(Input for this task begins)

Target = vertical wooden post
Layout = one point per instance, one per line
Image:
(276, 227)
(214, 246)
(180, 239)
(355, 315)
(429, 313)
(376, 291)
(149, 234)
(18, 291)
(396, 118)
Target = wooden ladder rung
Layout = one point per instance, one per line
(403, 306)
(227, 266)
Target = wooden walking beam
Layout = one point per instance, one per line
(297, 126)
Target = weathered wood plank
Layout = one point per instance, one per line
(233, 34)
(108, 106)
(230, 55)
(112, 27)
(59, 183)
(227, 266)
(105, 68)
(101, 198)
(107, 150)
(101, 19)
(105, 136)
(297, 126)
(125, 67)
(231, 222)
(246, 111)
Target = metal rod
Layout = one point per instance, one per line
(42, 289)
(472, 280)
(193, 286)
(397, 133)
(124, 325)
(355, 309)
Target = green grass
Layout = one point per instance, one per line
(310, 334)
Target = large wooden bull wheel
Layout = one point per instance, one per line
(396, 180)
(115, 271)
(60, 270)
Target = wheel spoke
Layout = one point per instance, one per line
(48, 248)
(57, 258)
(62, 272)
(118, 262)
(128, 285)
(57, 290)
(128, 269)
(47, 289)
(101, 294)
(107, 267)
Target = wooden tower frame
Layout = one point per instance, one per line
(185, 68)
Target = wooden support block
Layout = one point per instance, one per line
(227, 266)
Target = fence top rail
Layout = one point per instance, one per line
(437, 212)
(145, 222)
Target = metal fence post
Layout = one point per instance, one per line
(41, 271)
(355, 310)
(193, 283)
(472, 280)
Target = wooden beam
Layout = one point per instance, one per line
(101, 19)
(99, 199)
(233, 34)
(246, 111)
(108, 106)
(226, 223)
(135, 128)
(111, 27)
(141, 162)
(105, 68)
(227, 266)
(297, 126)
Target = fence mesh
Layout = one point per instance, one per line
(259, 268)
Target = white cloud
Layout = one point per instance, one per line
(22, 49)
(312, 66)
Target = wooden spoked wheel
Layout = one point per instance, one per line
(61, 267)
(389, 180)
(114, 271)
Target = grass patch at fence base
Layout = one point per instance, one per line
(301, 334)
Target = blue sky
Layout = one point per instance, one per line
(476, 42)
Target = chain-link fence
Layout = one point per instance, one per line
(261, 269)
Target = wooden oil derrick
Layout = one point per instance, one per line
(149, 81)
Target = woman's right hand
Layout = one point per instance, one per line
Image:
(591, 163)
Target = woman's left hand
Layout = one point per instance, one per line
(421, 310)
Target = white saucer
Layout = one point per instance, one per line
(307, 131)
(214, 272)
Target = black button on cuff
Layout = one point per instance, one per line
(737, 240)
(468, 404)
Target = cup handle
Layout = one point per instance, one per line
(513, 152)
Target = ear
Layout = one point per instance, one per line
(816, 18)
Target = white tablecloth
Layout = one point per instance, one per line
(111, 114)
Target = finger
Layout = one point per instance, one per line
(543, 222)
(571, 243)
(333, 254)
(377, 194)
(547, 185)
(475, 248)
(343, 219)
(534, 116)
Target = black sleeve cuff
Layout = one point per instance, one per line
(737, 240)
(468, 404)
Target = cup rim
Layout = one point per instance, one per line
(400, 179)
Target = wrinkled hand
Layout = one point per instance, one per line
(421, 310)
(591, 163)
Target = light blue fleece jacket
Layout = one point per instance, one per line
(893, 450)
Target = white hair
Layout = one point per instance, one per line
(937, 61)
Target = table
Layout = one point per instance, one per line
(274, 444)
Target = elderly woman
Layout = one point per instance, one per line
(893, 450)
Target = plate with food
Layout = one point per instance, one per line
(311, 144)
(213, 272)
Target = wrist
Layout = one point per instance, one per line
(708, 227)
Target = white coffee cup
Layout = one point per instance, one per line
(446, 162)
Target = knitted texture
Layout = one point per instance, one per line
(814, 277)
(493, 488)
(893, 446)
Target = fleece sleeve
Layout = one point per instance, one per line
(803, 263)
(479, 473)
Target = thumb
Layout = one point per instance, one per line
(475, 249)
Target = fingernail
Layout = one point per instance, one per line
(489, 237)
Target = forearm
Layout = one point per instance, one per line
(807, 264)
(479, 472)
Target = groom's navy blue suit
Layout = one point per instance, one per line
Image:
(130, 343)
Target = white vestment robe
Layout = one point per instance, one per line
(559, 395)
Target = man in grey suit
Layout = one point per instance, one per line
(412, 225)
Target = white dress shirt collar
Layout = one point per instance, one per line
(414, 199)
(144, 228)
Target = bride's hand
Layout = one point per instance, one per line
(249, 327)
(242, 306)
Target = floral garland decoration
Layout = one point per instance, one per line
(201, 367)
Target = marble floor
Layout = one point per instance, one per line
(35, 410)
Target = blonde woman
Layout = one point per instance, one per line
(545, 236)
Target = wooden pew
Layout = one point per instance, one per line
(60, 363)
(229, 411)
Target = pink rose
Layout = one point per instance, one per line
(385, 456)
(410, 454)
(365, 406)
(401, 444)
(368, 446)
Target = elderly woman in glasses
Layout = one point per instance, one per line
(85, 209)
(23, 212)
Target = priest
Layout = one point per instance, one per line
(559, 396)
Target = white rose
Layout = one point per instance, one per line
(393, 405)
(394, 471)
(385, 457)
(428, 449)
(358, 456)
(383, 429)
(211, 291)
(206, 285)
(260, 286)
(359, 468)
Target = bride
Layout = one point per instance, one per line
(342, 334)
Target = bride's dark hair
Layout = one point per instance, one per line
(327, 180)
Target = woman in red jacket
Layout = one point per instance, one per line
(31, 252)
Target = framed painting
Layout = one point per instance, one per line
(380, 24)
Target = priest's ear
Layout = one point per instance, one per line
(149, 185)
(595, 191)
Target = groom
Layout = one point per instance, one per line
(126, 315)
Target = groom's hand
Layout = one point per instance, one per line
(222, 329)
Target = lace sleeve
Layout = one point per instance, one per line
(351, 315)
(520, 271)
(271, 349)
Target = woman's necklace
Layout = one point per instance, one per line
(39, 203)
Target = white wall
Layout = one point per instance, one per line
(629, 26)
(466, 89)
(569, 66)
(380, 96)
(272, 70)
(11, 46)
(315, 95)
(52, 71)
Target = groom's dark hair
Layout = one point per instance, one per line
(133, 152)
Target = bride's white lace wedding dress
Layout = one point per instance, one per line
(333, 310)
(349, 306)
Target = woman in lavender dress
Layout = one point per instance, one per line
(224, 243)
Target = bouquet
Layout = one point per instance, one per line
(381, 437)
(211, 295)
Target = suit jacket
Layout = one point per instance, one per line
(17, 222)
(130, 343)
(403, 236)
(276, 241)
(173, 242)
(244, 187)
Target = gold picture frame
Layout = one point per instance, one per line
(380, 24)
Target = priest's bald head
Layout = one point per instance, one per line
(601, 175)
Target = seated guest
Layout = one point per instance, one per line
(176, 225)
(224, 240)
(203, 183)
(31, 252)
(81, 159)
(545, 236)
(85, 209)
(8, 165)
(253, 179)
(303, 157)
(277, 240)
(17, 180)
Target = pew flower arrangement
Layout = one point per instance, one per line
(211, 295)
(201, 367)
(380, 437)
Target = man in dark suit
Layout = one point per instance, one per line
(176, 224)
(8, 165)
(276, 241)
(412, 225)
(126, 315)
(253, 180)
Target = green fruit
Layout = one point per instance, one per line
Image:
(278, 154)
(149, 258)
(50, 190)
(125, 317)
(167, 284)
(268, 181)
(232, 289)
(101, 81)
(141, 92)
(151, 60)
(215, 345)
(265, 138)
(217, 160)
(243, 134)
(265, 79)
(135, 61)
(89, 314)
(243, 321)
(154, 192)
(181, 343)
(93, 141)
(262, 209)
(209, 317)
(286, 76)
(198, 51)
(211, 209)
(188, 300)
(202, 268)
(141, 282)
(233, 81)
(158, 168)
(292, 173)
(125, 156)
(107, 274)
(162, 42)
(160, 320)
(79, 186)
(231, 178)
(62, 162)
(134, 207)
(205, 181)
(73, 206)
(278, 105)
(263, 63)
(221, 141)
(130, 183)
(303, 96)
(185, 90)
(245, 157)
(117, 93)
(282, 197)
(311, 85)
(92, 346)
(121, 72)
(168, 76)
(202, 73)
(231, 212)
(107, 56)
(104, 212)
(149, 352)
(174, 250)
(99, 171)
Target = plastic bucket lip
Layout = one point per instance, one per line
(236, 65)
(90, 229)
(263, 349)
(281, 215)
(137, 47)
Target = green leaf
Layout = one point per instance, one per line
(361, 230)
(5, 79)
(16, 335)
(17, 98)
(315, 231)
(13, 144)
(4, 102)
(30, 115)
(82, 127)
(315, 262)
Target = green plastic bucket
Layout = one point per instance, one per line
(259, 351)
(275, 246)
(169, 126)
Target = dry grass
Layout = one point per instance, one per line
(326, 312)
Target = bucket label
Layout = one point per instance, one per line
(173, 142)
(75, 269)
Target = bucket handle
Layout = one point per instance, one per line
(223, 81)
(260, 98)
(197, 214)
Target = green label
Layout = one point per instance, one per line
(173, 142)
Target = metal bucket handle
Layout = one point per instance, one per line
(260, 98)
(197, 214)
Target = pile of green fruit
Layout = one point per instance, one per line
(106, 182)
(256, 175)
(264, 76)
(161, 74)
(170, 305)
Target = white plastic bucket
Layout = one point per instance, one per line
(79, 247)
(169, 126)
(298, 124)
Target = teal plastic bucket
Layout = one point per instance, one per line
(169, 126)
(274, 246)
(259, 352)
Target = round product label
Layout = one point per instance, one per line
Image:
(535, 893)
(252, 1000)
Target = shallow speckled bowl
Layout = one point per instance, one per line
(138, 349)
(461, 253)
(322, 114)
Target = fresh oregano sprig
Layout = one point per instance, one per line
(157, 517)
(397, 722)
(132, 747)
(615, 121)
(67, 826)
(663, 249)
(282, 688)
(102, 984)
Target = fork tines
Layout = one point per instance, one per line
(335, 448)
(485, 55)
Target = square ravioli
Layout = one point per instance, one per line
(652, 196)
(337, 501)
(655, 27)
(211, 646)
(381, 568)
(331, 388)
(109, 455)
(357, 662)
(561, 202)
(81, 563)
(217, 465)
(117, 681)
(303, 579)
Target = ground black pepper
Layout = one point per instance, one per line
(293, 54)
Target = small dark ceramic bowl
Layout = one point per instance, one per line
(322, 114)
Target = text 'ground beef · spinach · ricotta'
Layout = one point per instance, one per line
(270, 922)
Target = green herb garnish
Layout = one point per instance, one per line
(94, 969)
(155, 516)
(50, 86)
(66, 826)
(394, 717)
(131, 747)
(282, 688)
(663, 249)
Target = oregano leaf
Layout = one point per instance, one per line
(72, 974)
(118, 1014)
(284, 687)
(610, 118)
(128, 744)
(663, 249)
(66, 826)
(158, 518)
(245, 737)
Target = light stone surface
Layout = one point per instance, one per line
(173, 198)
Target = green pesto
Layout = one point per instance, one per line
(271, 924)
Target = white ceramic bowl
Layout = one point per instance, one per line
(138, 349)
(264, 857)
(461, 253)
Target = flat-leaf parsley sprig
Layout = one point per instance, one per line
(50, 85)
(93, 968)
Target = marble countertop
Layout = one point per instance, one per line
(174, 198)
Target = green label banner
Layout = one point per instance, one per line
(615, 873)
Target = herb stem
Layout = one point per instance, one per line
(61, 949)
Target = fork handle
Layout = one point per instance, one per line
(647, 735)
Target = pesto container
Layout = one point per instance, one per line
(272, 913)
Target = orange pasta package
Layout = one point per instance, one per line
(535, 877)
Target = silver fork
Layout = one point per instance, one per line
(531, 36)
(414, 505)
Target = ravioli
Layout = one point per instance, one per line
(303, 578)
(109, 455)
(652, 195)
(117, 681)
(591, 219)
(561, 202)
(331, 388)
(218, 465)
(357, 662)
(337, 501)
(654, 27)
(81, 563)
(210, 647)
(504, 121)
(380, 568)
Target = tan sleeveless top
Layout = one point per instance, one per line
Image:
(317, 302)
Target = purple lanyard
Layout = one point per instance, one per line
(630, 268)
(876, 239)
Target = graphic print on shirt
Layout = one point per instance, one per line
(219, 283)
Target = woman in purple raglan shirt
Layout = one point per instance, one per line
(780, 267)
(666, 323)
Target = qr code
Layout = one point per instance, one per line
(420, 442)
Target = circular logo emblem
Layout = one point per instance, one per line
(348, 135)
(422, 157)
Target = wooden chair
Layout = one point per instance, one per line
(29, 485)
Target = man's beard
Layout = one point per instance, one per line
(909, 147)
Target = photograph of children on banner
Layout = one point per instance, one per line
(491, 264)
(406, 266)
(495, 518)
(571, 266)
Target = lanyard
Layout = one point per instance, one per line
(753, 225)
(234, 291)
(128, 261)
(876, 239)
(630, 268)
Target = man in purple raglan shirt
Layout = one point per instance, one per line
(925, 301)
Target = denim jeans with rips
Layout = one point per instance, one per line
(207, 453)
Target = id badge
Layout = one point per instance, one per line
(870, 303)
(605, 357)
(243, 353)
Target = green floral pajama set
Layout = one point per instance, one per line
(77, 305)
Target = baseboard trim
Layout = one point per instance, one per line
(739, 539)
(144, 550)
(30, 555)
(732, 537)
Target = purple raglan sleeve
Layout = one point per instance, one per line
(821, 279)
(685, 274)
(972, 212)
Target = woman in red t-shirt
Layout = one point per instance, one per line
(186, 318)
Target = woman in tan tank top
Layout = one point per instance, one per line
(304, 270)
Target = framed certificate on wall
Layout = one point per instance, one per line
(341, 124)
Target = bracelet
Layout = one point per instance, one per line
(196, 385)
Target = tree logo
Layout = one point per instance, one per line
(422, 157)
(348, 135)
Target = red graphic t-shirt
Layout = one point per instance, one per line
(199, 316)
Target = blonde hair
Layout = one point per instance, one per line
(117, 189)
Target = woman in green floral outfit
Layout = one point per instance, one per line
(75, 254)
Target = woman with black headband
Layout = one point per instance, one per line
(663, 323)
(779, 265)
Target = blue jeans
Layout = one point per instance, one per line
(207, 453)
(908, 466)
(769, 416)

(Input for this task ends)

Task goal –
After reading the material above, tally the lines that include the string "ravioli" and give only the number.

The completed task –
2